= Task description =
What you return should be the line containing "Mark one point on every instance of the white blossom" and each line after it to the end of the records, copied exactly.
<<<<
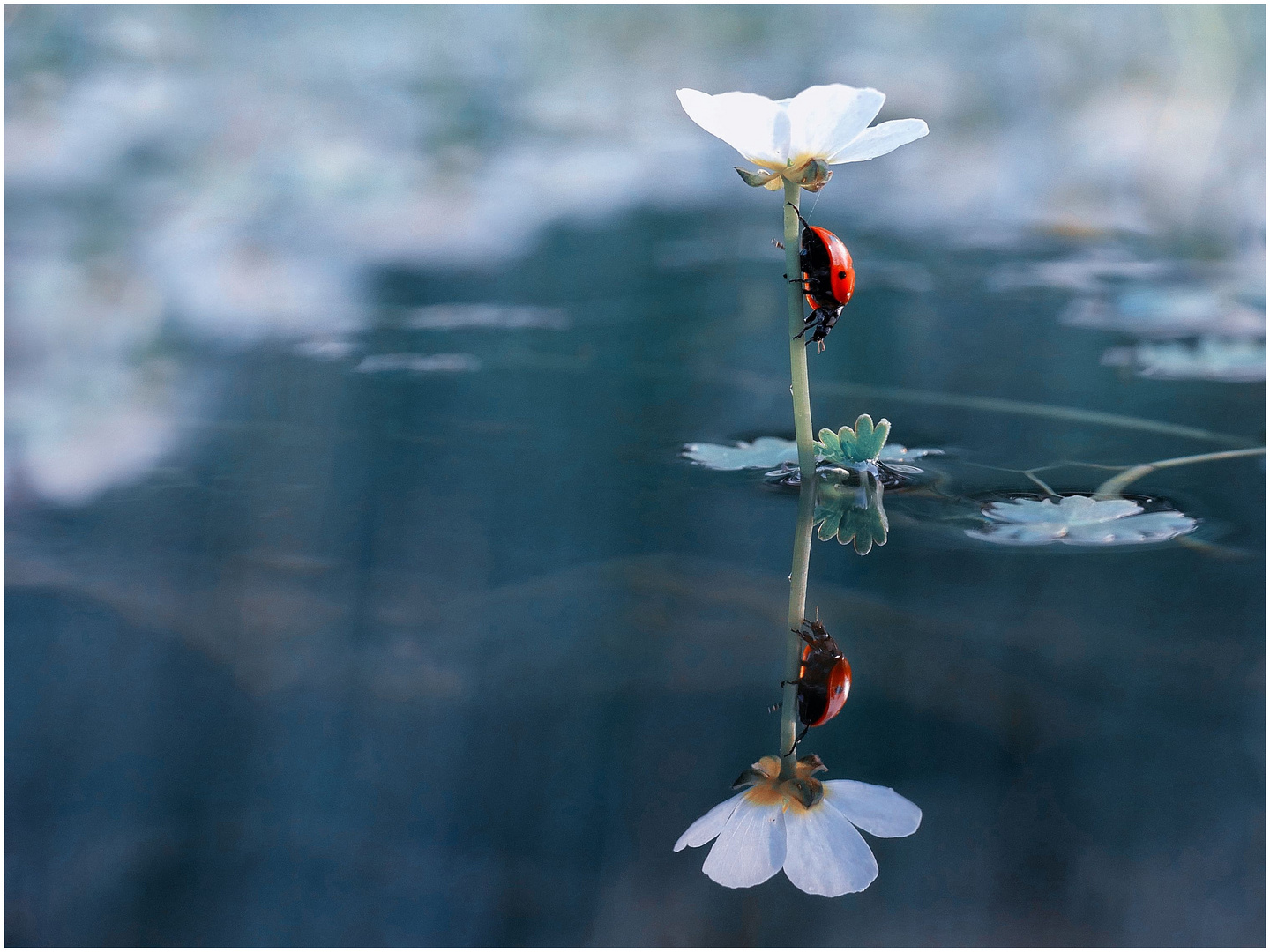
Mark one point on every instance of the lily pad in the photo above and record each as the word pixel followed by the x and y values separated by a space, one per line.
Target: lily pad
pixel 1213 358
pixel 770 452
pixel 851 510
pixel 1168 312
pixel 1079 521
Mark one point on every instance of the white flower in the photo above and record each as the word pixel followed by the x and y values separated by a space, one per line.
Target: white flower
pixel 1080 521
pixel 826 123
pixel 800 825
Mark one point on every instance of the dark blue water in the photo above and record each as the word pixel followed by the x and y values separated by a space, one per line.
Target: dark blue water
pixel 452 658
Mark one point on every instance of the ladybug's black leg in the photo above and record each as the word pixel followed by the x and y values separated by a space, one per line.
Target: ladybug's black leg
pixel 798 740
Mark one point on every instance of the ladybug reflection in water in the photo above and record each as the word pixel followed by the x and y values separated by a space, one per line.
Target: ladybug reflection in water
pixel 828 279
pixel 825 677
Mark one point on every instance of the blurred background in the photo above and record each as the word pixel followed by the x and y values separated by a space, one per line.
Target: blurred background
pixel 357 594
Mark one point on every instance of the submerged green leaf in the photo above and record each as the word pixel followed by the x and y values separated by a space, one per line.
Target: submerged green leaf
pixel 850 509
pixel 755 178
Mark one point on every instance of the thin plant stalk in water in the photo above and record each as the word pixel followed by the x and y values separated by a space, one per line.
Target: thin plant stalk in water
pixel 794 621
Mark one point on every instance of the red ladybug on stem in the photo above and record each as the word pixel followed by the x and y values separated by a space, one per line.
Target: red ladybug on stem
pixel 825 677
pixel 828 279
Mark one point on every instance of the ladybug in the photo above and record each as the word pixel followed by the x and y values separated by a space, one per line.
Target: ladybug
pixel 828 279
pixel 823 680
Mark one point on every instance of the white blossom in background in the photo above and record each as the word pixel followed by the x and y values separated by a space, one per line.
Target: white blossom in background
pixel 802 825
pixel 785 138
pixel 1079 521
>>>>
= The answer =
Mark one point on every instance of the white blossom in background in the photo above and record each as the word pixel followed by the x and y values separated by a space, one per line.
Target: white blossom in background
pixel 802 825
pixel 785 138
pixel 1079 521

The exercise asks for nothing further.